═══ Record extracts ═══
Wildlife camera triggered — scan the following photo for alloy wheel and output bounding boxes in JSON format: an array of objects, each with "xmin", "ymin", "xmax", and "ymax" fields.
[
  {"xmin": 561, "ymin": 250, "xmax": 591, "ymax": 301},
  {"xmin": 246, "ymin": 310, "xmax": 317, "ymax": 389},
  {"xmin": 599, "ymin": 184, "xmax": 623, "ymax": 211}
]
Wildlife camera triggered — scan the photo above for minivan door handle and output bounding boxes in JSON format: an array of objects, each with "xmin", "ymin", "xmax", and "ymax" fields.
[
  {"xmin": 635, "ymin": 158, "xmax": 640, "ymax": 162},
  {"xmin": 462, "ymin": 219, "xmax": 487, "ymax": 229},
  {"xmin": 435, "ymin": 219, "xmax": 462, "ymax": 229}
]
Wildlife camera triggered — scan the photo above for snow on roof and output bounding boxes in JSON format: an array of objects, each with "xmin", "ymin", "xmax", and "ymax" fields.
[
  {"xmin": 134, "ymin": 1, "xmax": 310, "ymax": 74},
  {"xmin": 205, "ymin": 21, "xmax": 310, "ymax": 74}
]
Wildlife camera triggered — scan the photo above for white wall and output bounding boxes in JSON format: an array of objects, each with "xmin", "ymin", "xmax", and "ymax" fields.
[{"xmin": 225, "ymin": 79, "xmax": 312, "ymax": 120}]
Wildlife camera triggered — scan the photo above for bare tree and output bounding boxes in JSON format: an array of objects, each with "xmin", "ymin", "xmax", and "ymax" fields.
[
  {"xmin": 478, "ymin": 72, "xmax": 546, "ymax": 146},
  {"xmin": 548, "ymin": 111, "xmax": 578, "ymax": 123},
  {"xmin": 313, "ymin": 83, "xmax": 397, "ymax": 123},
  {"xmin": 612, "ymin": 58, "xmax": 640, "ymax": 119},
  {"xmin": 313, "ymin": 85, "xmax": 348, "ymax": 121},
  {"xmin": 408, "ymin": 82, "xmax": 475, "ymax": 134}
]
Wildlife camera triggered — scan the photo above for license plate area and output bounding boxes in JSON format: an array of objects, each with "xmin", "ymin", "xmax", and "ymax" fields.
═══
Problem description → Print the entries above exactly as they were written, down to the last line.

Task response →
Wildlife camera triggered — scan the following photo for alloy wheel and output bounding boxes in JSON format: an array of objects, each with "xmin", "ymin", "xmax", and "ymax" fields.
[
  {"xmin": 561, "ymin": 250, "xmax": 591, "ymax": 301},
  {"xmin": 246, "ymin": 310, "xmax": 317, "ymax": 389},
  {"xmin": 599, "ymin": 184, "xmax": 623, "ymax": 211}
]
Wildlife camera triggered — scan the photo above for minivan door handle and output bounding boxes in JSON format: an array of objects, each with "xmin", "ymin", "xmax", and "ymax" fields.
[
  {"xmin": 635, "ymin": 158, "xmax": 640, "ymax": 162},
  {"xmin": 462, "ymin": 219, "xmax": 487, "ymax": 229},
  {"xmin": 435, "ymin": 219, "xmax": 462, "ymax": 229}
]
Wildlife camera triggered — scan the photo above for snow on roof and output bounding boxes in JSON format: an array of objects, each with "xmin", "ymin", "xmax", and "ymax" fields.
[
  {"xmin": 134, "ymin": 1, "xmax": 310, "ymax": 74},
  {"xmin": 205, "ymin": 21, "xmax": 310, "ymax": 74}
]
Wildlife camera triggered — scan the photo above for white wall and output bounding boxes in JSON format: an array of objects, each with "xmin", "ymin", "xmax", and "ymax" fields.
[{"xmin": 225, "ymin": 79, "xmax": 312, "ymax": 120}]
Wildlife camera triggered — scan the photo above for bare tree and output bounding boxes in JSON format: an array of objects, each with "xmin", "ymin", "xmax", and "ymax" fields.
[
  {"xmin": 478, "ymin": 72, "xmax": 546, "ymax": 146},
  {"xmin": 548, "ymin": 111, "xmax": 578, "ymax": 123},
  {"xmin": 313, "ymin": 83, "xmax": 397, "ymax": 123},
  {"xmin": 612, "ymin": 58, "xmax": 640, "ymax": 119},
  {"xmin": 313, "ymin": 85, "xmax": 348, "ymax": 121},
  {"xmin": 408, "ymin": 82, "xmax": 475, "ymax": 134}
]
Wildlife camera triggered — scan the photo above for license plate area and output bounding boxes in JSON format: an array of objects, each with "xmin", "ymin", "xmax", and "ymax" fields.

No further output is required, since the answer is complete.